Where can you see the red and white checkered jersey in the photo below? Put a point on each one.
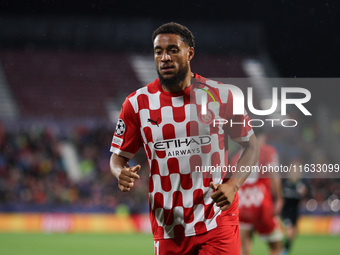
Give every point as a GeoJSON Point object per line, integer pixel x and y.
{"type": "Point", "coordinates": [177, 139]}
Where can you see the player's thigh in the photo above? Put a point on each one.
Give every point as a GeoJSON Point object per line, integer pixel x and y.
{"type": "Point", "coordinates": [184, 246]}
{"type": "Point", "coordinates": [224, 240]}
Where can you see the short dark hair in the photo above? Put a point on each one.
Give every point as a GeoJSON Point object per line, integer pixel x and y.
{"type": "Point", "coordinates": [177, 29]}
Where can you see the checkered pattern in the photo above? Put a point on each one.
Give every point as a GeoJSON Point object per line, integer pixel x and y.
{"type": "Point", "coordinates": [180, 202]}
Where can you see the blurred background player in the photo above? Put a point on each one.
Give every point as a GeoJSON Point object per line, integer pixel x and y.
{"type": "Point", "coordinates": [258, 212]}
{"type": "Point", "coordinates": [294, 189]}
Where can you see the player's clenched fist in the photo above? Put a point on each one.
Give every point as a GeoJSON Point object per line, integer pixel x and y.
{"type": "Point", "coordinates": [223, 196]}
{"type": "Point", "coordinates": [127, 177]}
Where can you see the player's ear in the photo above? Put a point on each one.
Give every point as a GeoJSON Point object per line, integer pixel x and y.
{"type": "Point", "coordinates": [191, 53]}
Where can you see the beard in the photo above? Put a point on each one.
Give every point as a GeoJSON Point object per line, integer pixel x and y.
{"type": "Point", "coordinates": [173, 82]}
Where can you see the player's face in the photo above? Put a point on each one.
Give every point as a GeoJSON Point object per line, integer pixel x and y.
{"type": "Point", "coordinates": [172, 57]}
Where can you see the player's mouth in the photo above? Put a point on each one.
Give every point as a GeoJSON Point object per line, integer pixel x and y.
{"type": "Point", "coordinates": [166, 69]}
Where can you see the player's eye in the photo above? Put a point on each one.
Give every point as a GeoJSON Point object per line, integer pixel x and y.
{"type": "Point", "coordinates": [158, 52]}
{"type": "Point", "coordinates": [174, 50]}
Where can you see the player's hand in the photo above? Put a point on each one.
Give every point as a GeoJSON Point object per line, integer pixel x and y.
{"type": "Point", "coordinates": [278, 205]}
{"type": "Point", "coordinates": [127, 177]}
{"type": "Point", "coordinates": [224, 195]}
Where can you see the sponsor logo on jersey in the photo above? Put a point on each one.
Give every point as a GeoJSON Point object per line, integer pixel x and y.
{"type": "Point", "coordinates": [154, 121]}
{"type": "Point", "coordinates": [180, 147]}
{"type": "Point", "coordinates": [120, 127]}
{"type": "Point", "coordinates": [117, 141]}
{"type": "Point", "coordinates": [207, 118]}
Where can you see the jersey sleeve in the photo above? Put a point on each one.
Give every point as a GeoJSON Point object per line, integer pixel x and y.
{"type": "Point", "coordinates": [239, 127]}
{"type": "Point", "coordinates": [126, 140]}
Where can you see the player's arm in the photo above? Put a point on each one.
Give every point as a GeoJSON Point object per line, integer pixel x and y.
{"type": "Point", "coordinates": [224, 193]}
{"type": "Point", "coordinates": [277, 193]}
{"type": "Point", "coordinates": [125, 174]}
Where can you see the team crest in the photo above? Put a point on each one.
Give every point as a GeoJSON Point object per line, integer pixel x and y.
{"type": "Point", "coordinates": [207, 118]}
{"type": "Point", "coordinates": [120, 127]}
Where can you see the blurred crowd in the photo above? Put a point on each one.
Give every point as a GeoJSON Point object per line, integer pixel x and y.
{"type": "Point", "coordinates": [34, 177]}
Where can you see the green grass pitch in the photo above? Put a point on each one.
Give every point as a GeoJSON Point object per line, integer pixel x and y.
{"type": "Point", "coordinates": [141, 244]}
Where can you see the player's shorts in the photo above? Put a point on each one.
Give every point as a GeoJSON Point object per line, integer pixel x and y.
{"type": "Point", "coordinates": [221, 240]}
{"type": "Point", "coordinates": [275, 234]}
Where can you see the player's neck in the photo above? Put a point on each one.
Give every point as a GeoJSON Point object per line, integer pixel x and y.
{"type": "Point", "coordinates": [181, 85]}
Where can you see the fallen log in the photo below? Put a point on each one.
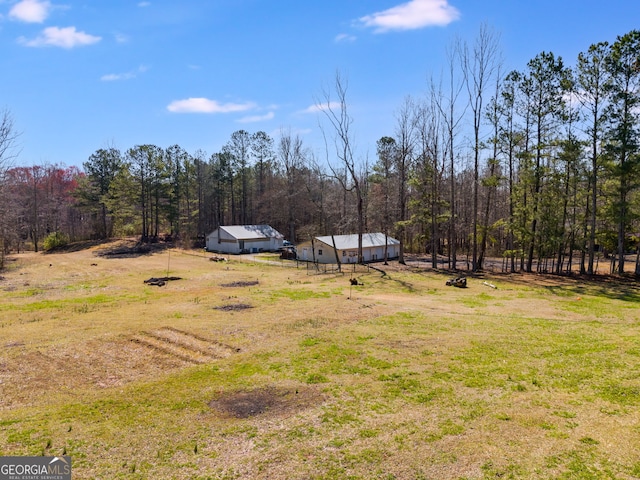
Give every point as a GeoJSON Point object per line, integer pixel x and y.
{"type": "Point", "coordinates": [460, 282]}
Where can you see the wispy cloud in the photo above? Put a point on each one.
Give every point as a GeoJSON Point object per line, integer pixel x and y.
{"type": "Point", "coordinates": [30, 11]}
{"type": "Point", "coordinates": [67, 37]}
{"type": "Point", "coordinates": [344, 37]}
{"type": "Point", "coordinates": [412, 15]}
{"type": "Point", "coordinates": [257, 118]}
{"type": "Point", "coordinates": [113, 77]}
{"type": "Point", "coordinates": [204, 105]}
{"type": "Point", "coordinates": [121, 37]}
{"type": "Point", "coordinates": [321, 107]}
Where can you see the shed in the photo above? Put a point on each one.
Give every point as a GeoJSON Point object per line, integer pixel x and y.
{"type": "Point", "coordinates": [321, 249]}
{"type": "Point", "coordinates": [244, 239]}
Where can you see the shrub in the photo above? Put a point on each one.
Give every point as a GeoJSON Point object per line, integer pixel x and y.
{"type": "Point", "coordinates": [54, 240]}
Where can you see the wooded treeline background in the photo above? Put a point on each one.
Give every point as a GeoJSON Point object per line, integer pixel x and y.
{"type": "Point", "coordinates": [539, 167]}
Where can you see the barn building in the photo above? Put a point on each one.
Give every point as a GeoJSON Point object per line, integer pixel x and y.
{"type": "Point", "coordinates": [244, 239]}
{"type": "Point", "coordinates": [322, 250]}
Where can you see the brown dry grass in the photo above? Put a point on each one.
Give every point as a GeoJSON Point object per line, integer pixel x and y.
{"type": "Point", "coordinates": [400, 377]}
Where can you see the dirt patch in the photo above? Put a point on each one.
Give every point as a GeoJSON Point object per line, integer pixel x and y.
{"type": "Point", "coordinates": [233, 307]}
{"type": "Point", "coordinates": [132, 249]}
{"type": "Point", "coordinates": [241, 284]}
{"type": "Point", "coordinates": [160, 281]}
{"type": "Point", "coordinates": [273, 401]}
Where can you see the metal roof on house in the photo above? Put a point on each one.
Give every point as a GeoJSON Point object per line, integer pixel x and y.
{"type": "Point", "coordinates": [251, 232]}
{"type": "Point", "coordinates": [349, 242]}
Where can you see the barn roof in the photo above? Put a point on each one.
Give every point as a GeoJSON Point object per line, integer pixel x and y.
{"type": "Point", "coordinates": [348, 242]}
{"type": "Point", "coordinates": [250, 232]}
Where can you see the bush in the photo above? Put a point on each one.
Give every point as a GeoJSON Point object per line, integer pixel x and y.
{"type": "Point", "coordinates": [54, 240]}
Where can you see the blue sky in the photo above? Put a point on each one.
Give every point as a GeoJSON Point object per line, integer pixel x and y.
{"type": "Point", "coordinates": [79, 75]}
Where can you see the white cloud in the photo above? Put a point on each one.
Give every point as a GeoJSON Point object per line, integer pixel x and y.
{"type": "Point", "coordinates": [204, 105]}
{"type": "Point", "coordinates": [321, 107]}
{"type": "Point", "coordinates": [30, 11]}
{"type": "Point", "coordinates": [257, 118]}
{"type": "Point", "coordinates": [344, 37]}
{"type": "Point", "coordinates": [112, 77]}
{"type": "Point", "coordinates": [412, 15]}
{"type": "Point", "coordinates": [67, 37]}
{"type": "Point", "coordinates": [121, 37]}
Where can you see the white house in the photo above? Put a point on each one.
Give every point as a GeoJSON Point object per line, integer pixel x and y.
{"type": "Point", "coordinates": [244, 239]}
{"type": "Point", "coordinates": [322, 250]}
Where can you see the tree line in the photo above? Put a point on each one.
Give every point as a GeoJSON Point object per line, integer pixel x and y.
{"type": "Point", "coordinates": [539, 167]}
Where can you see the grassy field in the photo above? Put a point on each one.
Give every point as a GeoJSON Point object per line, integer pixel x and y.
{"type": "Point", "coordinates": [251, 370]}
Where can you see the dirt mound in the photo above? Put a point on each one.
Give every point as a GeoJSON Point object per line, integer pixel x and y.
{"type": "Point", "coordinates": [267, 400]}
{"type": "Point", "coordinates": [241, 284]}
{"type": "Point", "coordinates": [233, 307]}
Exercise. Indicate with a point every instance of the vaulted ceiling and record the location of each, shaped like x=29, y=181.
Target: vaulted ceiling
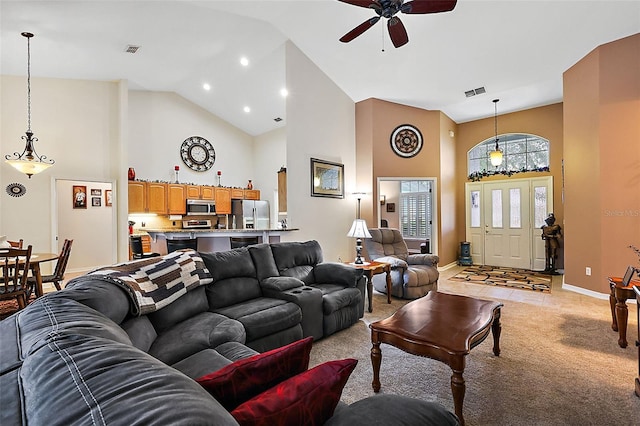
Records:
x=516, y=50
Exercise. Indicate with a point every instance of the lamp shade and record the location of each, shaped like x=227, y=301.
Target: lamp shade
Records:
x=495, y=157
x=359, y=229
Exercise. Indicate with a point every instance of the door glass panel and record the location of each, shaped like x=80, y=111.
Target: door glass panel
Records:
x=496, y=210
x=475, y=209
x=515, y=219
x=540, y=208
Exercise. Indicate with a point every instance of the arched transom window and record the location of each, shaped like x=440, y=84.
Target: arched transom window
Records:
x=521, y=153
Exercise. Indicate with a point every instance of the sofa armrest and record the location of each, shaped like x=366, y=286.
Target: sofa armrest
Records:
x=336, y=273
x=394, y=261
x=280, y=283
x=423, y=259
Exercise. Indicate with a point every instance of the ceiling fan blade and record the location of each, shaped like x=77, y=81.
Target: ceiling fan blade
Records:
x=359, y=29
x=370, y=4
x=428, y=6
x=397, y=32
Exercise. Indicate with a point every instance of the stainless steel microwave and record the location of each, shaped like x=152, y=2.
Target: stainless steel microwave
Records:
x=201, y=207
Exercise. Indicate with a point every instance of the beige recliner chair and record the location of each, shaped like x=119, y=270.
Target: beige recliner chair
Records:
x=412, y=275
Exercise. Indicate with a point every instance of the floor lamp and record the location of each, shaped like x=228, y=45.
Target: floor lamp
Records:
x=359, y=230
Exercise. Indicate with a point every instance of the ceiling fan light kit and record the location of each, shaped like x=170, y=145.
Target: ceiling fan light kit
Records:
x=388, y=9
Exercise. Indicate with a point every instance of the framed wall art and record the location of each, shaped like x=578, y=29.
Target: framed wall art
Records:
x=327, y=179
x=79, y=197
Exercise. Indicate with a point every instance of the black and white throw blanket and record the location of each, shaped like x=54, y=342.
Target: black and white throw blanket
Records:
x=155, y=282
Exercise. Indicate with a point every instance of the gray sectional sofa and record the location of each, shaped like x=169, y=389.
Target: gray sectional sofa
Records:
x=124, y=344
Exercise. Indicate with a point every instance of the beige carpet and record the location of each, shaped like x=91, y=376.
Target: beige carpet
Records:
x=506, y=277
x=560, y=362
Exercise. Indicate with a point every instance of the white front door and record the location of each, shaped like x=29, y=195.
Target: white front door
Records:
x=507, y=225
x=504, y=219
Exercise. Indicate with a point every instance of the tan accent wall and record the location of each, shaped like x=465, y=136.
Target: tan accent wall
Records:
x=544, y=121
x=602, y=163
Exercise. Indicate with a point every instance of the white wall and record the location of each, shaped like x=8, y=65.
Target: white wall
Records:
x=77, y=124
x=269, y=154
x=158, y=124
x=320, y=124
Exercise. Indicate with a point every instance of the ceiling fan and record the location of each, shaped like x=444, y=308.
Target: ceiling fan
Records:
x=388, y=9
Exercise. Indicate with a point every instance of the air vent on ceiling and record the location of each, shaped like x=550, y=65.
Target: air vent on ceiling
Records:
x=473, y=92
x=131, y=48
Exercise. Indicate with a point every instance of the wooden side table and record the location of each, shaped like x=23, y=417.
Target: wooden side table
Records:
x=369, y=270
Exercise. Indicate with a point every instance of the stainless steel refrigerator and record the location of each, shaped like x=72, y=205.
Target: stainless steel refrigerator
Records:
x=250, y=214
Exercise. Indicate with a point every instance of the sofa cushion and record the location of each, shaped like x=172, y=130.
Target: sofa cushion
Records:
x=264, y=316
x=90, y=380
x=187, y=306
x=140, y=331
x=240, y=381
x=309, y=398
x=203, y=331
x=388, y=409
x=335, y=297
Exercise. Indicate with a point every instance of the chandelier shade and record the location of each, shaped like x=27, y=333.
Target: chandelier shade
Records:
x=495, y=156
x=29, y=162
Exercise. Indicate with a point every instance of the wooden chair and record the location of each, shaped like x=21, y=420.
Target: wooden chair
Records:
x=16, y=244
x=14, y=265
x=58, y=274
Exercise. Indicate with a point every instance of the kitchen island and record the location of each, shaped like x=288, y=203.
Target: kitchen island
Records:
x=210, y=240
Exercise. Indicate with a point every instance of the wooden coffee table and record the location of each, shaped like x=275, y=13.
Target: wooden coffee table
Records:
x=441, y=326
x=369, y=270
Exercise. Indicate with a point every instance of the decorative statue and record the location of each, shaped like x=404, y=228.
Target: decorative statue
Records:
x=551, y=233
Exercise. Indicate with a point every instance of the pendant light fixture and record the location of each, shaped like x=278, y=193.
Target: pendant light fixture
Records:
x=496, y=155
x=29, y=162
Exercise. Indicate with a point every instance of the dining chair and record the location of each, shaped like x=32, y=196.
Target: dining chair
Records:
x=14, y=264
x=58, y=274
x=16, y=244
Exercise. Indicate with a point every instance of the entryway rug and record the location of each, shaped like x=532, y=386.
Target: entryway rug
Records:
x=505, y=277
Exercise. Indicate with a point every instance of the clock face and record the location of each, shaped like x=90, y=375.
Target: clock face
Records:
x=406, y=141
x=197, y=153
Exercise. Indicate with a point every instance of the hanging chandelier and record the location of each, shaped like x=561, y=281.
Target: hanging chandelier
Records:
x=496, y=155
x=29, y=162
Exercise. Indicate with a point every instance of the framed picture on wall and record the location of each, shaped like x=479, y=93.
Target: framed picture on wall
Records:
x=79, y=197
x=327, y=179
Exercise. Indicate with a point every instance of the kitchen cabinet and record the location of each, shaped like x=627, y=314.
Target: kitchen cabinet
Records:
x=223, y=200
x=237, y=193
x=147, y=197
x=156, y=197
x=251, y=194
x=177, y=199
x=282, y=191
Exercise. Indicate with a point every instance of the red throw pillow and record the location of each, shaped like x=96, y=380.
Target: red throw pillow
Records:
x=306, y=399
x=243, y=379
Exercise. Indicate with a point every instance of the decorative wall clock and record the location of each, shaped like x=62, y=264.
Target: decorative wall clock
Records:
x=197, y=153
x=16, y=189
x=406, y=141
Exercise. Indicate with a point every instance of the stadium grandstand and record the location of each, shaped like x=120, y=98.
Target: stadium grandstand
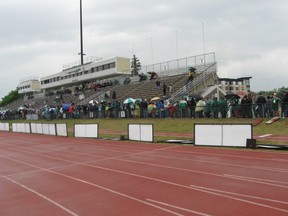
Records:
x=110, y=81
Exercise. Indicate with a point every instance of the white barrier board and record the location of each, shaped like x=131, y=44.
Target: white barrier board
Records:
x=222, y=134
x=61, y=130
x=86, y=130
x=4, y=126
x=140, y=132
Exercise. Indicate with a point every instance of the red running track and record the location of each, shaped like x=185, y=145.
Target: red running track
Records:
x=47, y=175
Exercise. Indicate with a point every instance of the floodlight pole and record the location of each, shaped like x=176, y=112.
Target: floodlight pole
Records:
x=81, y=35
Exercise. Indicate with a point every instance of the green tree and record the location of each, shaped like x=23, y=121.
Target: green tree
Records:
x=135, y=66
x=12, y=96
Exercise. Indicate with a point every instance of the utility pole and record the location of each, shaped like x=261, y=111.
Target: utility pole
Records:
x=81, y=35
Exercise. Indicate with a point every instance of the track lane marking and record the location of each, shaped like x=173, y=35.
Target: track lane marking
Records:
x=177, y=207
x=41, y=195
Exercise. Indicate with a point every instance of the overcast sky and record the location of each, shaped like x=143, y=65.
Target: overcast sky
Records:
x=249, y=37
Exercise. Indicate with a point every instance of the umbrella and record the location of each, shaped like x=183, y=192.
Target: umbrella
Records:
x=232, y=96
x=21, y=108
x=155, y=98
x=196, y=96
x=129, y=100
x=66, y=106
x=181, y=94
x=93, y=102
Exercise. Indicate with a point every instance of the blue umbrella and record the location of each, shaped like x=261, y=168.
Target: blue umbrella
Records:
x=66, y=106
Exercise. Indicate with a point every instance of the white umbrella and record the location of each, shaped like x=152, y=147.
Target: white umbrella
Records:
x=129, y=100
x=93, y=102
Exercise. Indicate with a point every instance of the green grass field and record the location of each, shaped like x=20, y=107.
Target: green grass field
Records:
x=113, y=128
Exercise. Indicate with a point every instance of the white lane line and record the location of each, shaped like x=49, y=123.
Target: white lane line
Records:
x=177, y=207
x=239, y=194
x=42, y=196
x=258, y=181
x=265, y=135
x=85, y=182
x=204, y=190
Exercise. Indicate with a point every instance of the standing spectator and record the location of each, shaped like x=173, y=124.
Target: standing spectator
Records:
§ §
◆ What you are asked to do ◆
Convert the part of the records that opens with the line containing "Exercise. Indicate with a point every instance of the chandelier" and closes with the line containing "x=551, y=233" into a Markdown table with the columns Row and Line. Number each line in order and omit any blank lines.

◆ Solution for this task ◆
| Row | Line |
|---|---|
| 1 | Exercise. Indicate with a point every instance of the chandelier shade and record the location of each, shaped like x=27, y=333. |
| 2 | Target: chandelier shade |
| 3 | Records: |
| 4 | x=495, y=156 |
| 5 | x=29, y=162 |
| 6 | Exercise. Indicate with a point every instance of the wooden chair and record the location of each, shaped like x=21, y=420. |
| 7 | Target: wooden chair |
| 8 | Records: |
| 9 | x=16, y=244 |
| 10 | x=14, y=265 |
| 11 | x=58, y=274 |
| 12 | Exercise. Indicate with a point every instance of the kitchen island and record the location of each, shaped like x=288, y=203. |
| 13 | Target: kitchen island |
| 14 | Records: |
| 15 | x=210, y=240 |
| 16 | Exercise. Indicate with a point every instance of the wooden coffee table and record the location of each, shaped like x=275, y=13. |
| 17 | Target: wooden coffee table |
| 18 | Records: |
| 19 | x=441, y=326 |
| 20 | x=369, y=270 |
| 21 | Exercise. Indicate with a point every instance of the decorative statue and record the location of each, shaped like x=404, y=228. |
| 22 | Target: decorative statue |
| 23 | Records: |
| 24 | x=551, y=233 |